> [EXTRAIT DU TEXTE]
Cette correspondance est passionnante mais probablement seulement pour de vieux bonzes comme moi, car elle est le reflet d'un monde à jamais englouti peuplé de gens dont les noms m'étaient familiers dans ma jeunesse, j'étais déjà passionné de littérature et d'histoire littéraire, mais qui n'évoquent plus rien aujourd'hui aux jeunes pousses, même lettrées, si toute fois cela existe... Des critiques aussi pertinents que Poulet, que je lisais avidement dans Rivarol, ou Kleber Haedens sont de nos jours inconnus.

Dans cette forme courte, la causticité naturelle de Morand fait merveille, en voici quelques exemples: << Sagan lit son avenir dans les ride de Guy Shoeller; quelle merveilleuse perspective pour nous, quand elle le trouvera trop jeune! >>, << L'Espagne est très belle. Le curé et la langouste y sont pour rien.>>, << Même quand c'est mauvais Picasso, c'est toujours de la peinture; même quand c'est bon, B. Buffet, ce n'en est jamais; >> (lettre 320). Si Morand est acide, ce n'est pas un coeur sec. Il pleure la perte des amis. En une phrase, il trousse une belle oraison funèbre, que l'on pourrait écrire aujourd'hui, pour son ami La Varende: << A lire les journaux, il me semble qu'étant réactionnaire, il n'a eu droit qu'au corbillard du pauvre, ce charmant vieux noble qui parlait si bien des chevaux, des voitures et des bâtards.>> (lettre 515).

> [DONNÉES AFFICHÉES]
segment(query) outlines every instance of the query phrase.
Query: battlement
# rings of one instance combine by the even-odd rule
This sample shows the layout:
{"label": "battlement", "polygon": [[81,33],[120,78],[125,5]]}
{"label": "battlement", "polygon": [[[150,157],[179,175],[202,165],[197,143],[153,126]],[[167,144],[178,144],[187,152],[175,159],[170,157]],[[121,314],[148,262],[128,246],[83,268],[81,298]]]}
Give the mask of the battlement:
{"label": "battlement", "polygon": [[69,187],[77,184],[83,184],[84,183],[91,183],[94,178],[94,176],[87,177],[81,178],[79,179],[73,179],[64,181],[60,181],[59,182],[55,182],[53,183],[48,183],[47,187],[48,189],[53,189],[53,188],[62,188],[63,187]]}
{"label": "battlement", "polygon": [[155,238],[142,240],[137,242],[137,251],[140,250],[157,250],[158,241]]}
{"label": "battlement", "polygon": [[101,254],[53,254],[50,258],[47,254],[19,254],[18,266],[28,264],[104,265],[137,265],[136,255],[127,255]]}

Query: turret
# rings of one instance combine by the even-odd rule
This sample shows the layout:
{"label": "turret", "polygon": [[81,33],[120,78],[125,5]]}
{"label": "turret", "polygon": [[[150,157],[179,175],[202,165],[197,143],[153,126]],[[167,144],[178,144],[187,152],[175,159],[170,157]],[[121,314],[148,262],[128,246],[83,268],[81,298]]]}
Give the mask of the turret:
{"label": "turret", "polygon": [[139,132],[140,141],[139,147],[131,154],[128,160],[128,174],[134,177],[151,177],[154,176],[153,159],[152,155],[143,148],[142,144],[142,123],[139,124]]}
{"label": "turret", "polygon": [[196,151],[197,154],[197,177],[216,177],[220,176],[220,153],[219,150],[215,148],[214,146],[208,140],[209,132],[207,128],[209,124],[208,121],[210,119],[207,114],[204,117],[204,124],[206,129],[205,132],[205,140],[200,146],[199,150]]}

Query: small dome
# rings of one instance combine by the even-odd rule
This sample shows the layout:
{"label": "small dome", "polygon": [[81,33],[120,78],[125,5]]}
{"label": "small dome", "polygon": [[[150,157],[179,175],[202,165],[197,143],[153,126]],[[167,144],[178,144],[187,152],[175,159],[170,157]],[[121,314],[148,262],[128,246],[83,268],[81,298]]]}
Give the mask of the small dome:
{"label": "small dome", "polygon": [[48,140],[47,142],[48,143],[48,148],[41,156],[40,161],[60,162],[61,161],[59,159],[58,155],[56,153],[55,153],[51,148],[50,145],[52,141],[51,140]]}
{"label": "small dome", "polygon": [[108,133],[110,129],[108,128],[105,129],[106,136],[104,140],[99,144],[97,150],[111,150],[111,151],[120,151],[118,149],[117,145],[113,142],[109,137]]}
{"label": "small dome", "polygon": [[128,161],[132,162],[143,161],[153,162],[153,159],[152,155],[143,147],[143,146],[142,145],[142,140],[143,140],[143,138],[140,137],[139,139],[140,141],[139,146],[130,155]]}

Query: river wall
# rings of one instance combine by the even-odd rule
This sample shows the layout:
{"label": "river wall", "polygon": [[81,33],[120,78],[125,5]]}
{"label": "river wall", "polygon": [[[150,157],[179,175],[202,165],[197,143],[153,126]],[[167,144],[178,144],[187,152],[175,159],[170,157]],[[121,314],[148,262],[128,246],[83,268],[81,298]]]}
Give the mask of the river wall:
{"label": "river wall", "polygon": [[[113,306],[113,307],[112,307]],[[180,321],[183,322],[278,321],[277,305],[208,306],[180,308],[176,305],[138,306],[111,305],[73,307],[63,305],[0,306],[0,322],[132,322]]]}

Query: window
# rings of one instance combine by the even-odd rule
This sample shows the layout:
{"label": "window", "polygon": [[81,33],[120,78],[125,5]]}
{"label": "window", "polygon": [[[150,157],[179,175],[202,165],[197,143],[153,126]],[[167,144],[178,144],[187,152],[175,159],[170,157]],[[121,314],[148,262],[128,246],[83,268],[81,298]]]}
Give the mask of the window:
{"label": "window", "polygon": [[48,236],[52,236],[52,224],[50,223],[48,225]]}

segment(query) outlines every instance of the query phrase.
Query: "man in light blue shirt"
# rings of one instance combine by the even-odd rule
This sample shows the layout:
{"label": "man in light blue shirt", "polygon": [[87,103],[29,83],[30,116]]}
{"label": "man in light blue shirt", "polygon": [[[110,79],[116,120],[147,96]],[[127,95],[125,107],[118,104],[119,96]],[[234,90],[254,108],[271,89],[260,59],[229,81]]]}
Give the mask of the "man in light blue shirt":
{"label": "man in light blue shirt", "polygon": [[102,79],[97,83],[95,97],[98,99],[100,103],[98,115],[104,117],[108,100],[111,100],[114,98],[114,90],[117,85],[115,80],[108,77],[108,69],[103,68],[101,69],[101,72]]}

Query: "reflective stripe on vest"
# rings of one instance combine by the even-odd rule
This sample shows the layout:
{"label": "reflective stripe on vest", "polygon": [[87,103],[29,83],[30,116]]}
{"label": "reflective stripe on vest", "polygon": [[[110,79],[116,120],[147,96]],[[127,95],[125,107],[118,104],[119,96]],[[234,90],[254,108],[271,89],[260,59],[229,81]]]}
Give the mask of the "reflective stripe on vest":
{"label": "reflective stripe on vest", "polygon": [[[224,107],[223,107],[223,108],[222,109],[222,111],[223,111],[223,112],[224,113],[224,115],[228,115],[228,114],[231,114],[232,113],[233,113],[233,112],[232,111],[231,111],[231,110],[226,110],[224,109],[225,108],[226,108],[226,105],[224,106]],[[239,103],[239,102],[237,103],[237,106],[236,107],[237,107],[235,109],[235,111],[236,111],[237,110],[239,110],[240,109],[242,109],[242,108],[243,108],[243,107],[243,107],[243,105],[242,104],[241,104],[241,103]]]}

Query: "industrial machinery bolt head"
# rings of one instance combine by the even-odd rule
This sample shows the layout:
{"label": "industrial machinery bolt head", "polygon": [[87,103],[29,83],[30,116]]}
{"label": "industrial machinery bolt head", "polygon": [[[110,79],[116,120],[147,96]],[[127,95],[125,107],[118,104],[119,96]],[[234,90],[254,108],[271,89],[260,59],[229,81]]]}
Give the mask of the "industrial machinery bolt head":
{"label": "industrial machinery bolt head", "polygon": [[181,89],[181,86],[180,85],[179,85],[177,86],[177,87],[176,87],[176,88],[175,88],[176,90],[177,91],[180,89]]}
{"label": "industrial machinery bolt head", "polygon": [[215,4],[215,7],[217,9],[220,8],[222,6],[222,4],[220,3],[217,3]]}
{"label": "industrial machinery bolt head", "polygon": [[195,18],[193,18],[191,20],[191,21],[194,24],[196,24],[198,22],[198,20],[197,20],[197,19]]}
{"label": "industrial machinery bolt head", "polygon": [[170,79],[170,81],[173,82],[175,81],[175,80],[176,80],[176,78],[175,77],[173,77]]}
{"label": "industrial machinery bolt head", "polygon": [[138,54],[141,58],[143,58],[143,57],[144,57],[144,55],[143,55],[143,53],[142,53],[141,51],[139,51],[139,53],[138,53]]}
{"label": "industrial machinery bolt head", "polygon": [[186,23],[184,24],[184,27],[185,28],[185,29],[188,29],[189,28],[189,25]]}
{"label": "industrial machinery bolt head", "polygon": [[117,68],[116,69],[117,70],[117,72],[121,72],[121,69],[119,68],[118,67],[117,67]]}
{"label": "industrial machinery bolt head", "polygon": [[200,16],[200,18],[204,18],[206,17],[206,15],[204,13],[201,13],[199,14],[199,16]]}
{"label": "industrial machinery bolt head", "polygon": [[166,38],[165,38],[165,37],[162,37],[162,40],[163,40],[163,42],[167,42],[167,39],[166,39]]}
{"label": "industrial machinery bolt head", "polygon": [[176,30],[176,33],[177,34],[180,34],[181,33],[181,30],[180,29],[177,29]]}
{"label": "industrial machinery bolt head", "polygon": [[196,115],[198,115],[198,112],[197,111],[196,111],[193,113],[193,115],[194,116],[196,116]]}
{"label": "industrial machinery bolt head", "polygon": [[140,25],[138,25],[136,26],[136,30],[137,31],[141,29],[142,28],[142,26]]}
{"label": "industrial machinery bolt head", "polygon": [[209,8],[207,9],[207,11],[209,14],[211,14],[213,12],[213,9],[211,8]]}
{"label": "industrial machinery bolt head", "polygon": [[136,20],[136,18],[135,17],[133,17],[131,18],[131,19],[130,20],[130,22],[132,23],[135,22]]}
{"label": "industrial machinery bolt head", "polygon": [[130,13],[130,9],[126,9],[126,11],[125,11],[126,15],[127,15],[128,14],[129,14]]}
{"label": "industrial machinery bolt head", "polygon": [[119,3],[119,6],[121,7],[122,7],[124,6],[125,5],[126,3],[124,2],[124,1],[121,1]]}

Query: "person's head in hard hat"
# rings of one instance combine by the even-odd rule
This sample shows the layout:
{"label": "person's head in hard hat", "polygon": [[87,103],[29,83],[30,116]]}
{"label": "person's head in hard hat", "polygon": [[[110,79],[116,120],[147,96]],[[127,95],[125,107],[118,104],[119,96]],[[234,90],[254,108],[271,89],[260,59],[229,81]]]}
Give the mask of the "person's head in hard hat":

> [CONSIGNE] Recopiez fidèlement le passage du texte sur la correspondance de Morand qui commence aux mots « Dans cette forme » et s'arrête après les mots « bâtards.>> (lettre 515). ». Ne vous appuyez que sur le texte.

> [RÉPONSE ÉCRITE]
Dans cette forme courte, la causticité naturelle de Morand fait merveille, en voici quelques exemples: << Sagan lit son avenir dans les ride de Guy Shoeller; quelle merveilleuse perspective pour nous, quand elle le trouvera trop jeune! >>, << L'Espagne est très belle. Le curé et la langouste y sont pour rien.>>, << Même quand c'est mauvais Picasso, c'est toujours de la peinture; même quand c'est bon, B. Buffet, ce n'en est jamais; >> (lettre 320). Si Morand est acide, ce n'est pas un coeur sec. Il pleure la perte des amis. En une phrase, il trousse une belle oraison funèbre, que l'on pourrait écrire aujourd'hui, pour son ami La Varende: << A lire les journaux, il me semble qu'étant réactionnaire, il n'a eu droit qu'au corbillard du pauvre, ce charmant vieux noble qui parlait si bien des chevaux, des voitures et des bâtards.>> (lettre 515).